[[ EXTRACT TO READ open ]]

The Moscow Air Defense Front (Московский фронт ПВО) was an air defense front of the National Air Defense Forces, responsible for the air defense of Moscow during World War II. It was formed in April 1942 in response to predictions of a German bomber concentration against Moscow, and its units were used to cover troops and rear areas on the front after the halting of German air raids against that city. In June 1943 it was reorganized as the Special Moscow Air Defense Army.

== History ==
The front was formed by an order of 5 April 1942 from the Moscow Air Defense Corps Region to provided air defense for Moscow and other key facilities in the Central industrial region, under the command of Lieutenant General Daniil Zhuravlyov. With its headquarters in that city, the front was the first such formation of its name and scope to be created, in response to a perceived increase in the strength of the German Luftwaffe forces against Moscow, specifically the movement of ten squadrons and detachments of bombers. An order of 6 April stipulated its composition and ordered its formation to be completed by 10 April. It was responsible for the same area as the Moscow Air Defense Corps Region along the line of Kovrov, Yuryev-Polsky, Kashin, Nosilovo, Kalinin, Staritsa, Rzhev, Dobraya, Yukhnov, Tarusa, Serpukhov, Kashira, Zaraysk, Ryazan, and Kasizmov, forming a ring around Moscow.

[[ EXTRACT TO READ closed ]]

• [WORK TO COMPLETE]
a) Using the history of the Moscow Air Defense Front, explain in one to three sentences why the front was formed in April 1942.
b) Continue the history of the Moscow Air Defense Front from its final sentence.
The data entries have no role in any of these tasks.

[[ SUPPLIED RECORDS open ]]

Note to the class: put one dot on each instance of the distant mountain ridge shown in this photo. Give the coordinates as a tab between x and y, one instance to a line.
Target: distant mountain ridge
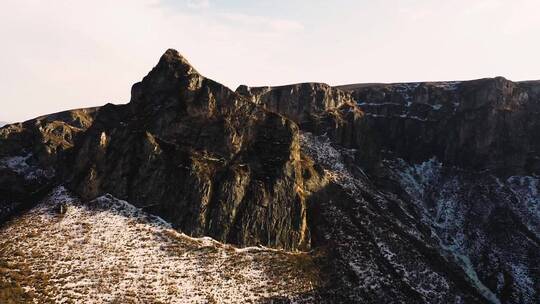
403	193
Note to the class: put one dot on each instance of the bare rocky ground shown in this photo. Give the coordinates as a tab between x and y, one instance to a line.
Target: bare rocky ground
108	251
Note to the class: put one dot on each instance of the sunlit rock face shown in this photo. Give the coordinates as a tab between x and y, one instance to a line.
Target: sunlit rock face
394	193
486	124
199	155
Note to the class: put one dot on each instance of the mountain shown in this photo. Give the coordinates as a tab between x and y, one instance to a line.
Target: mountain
371	193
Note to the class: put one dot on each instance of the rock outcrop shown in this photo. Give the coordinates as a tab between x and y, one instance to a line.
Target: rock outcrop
201	156
403	193
486	124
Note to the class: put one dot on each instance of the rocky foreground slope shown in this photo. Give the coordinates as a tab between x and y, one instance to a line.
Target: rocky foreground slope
373	193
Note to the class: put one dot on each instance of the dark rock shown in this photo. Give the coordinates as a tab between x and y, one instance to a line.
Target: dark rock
201	156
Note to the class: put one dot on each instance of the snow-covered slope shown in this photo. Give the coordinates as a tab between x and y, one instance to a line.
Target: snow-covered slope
425	233
108	251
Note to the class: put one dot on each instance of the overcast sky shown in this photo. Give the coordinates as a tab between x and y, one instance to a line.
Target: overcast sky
61	54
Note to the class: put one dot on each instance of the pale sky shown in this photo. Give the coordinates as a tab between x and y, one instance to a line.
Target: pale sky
62	54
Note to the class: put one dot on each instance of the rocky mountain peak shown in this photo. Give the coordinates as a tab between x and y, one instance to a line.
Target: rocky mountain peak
172	74
403	193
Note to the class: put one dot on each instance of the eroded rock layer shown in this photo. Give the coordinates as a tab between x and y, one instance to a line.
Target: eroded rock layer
401	193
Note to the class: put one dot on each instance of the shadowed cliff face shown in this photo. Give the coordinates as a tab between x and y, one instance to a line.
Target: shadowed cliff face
405	193
199	155
487	124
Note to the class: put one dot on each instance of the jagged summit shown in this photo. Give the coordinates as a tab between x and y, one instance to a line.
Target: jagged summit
402	193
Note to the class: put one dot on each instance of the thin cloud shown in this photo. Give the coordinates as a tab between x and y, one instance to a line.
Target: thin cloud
274	24
198	4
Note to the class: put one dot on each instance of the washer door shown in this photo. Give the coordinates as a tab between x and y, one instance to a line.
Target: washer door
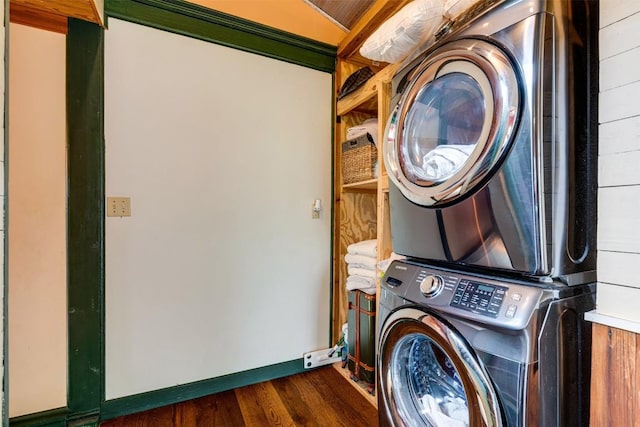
454	122
429	376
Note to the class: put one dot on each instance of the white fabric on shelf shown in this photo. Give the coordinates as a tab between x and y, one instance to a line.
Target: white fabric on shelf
365	284
360	261
358	282
365	247
355	271
385	263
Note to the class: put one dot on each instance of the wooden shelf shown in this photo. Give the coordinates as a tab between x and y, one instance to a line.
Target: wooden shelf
379	12
368	185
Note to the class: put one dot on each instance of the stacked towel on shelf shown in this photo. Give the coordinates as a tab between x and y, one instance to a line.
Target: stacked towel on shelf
361	266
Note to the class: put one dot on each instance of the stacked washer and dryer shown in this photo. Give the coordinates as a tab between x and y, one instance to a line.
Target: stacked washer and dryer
491	151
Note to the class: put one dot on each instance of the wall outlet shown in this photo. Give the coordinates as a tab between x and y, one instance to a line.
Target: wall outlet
119	206
313	359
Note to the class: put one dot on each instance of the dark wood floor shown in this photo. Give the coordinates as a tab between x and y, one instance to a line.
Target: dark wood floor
321	397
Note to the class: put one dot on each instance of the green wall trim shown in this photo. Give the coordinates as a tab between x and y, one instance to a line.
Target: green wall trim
154	399
52	418
85	217
192	20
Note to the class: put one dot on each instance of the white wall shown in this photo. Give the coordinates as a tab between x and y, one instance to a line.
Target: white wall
37	221
619	157
220	268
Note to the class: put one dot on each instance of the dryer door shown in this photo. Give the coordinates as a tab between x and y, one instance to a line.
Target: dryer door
430	376
453	123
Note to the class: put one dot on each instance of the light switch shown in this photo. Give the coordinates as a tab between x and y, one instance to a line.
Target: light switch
119	206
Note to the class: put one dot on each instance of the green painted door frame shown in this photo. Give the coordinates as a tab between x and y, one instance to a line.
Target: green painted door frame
86	192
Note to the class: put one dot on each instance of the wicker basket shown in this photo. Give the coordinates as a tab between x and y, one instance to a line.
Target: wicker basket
359	156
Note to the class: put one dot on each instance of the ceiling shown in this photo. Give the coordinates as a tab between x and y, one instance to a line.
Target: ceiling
327	21
344	12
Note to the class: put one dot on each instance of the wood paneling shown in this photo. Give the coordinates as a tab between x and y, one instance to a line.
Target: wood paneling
80	9
346	13
320	397
357	223
379	12
619	153
615	382
619	37
20	14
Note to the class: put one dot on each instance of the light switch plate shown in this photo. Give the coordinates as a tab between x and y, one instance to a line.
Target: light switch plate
118	206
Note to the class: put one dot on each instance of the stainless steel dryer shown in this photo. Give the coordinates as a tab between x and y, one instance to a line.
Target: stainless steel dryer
462	350
491	148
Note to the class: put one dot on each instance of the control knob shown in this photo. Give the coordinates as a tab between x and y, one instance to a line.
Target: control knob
431	286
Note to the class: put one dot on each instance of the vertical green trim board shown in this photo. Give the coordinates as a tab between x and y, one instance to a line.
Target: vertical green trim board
85	224
5	240
191	20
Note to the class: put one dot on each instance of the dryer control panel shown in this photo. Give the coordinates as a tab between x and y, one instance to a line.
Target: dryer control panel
479	297
487	300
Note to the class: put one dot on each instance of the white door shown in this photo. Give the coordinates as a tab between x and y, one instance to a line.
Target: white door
220	268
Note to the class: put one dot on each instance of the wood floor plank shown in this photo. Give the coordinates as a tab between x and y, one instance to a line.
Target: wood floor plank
261	406
342	398
159	417
305	404
220	409
317	398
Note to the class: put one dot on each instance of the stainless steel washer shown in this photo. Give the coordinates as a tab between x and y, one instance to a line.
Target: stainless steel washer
491	148
462	350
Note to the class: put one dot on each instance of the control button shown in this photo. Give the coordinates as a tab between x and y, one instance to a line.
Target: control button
393	282
431	286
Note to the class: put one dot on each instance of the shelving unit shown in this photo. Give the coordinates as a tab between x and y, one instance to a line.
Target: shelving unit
362	208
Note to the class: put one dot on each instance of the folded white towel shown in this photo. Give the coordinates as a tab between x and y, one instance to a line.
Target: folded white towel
360	261
355	271
366	247
360	281
385	263
365	284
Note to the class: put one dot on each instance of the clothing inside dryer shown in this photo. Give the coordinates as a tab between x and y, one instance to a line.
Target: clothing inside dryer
445	123
435	393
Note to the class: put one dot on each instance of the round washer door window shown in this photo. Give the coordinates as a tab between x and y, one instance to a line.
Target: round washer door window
430	376
426	383
453	123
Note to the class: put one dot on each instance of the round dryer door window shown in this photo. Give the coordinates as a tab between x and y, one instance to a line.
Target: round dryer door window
429	375
453	123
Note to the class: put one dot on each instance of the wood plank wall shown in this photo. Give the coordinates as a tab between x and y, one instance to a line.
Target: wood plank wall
615	382
619	155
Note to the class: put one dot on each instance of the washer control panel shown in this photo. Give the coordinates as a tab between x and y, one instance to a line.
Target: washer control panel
479	298
488	300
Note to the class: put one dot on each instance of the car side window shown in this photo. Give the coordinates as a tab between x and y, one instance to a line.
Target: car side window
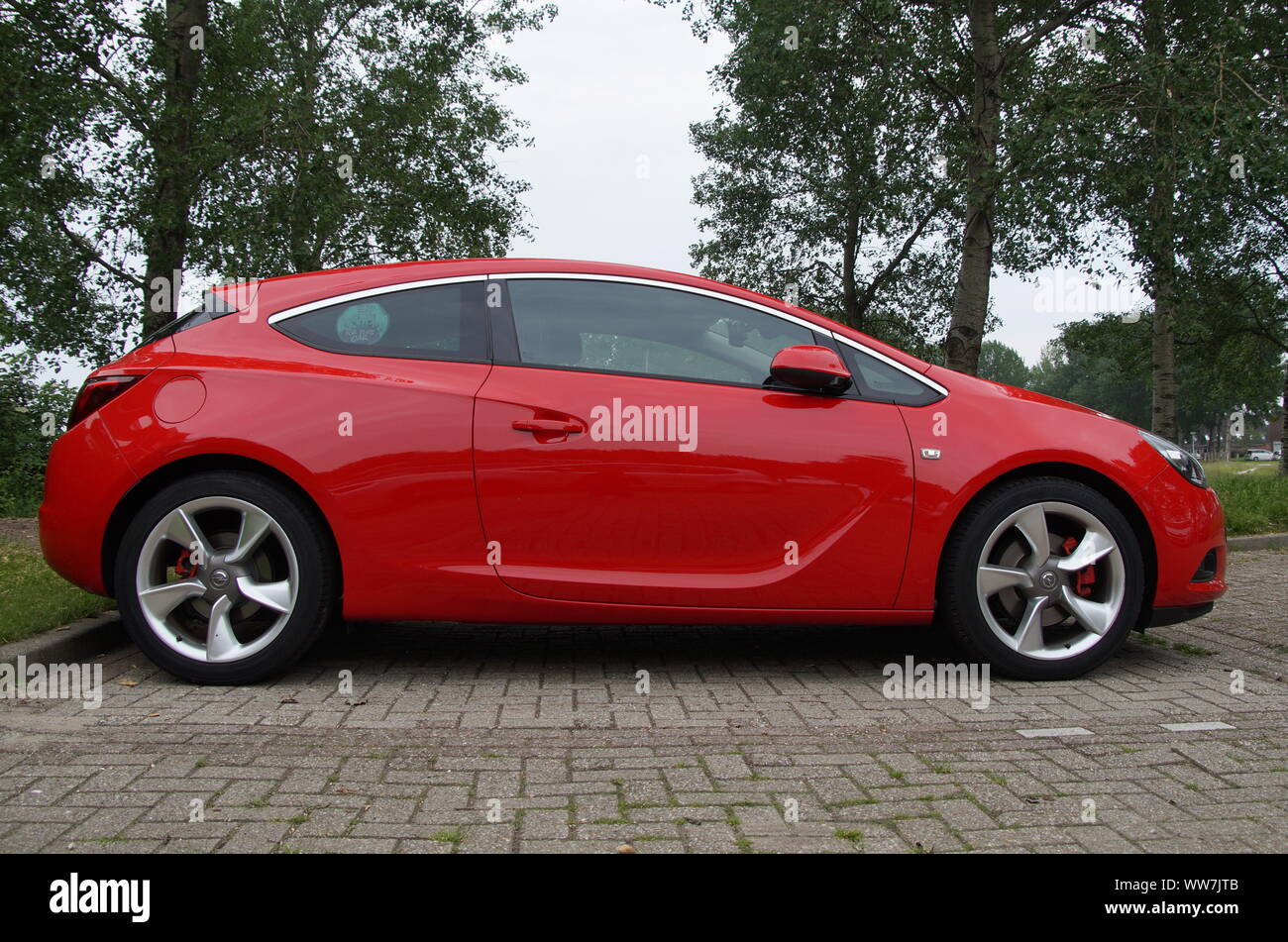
881	382
442	322
618	327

[[ SUPPLIED RECORDS closed ]]

• [RESULTS OF THE TASKS]
a) The front was formed in response to a perceived increase in the strength of the German Luftwaffe forces against Moscow. Specifically, ten squadrons and detachments of bombers were being moved against the city.

b)
It included the 6th Fighter Aviation Corps (IAK) with 23 fighter aviation regiments stationed at eight aviation base areas, thirteen anti-aircraft artillery regiments, thirteen separate anti-aircraft artillery battalions, three anti-aircraft machine gun regiments, three anti-aircraft searchlight regiments, two of which were formed, two regiments of the VNOS (Air Observation, Warning, and Communications Service), two aerostat regiments, separate communications battalions, and training units. These forces totaled 500 fighter aircraft, 1,560 anti-aircraft guns, 430 anti-aircraft machine guns, 1,300 searchlights, and 1,060 barrage balloons.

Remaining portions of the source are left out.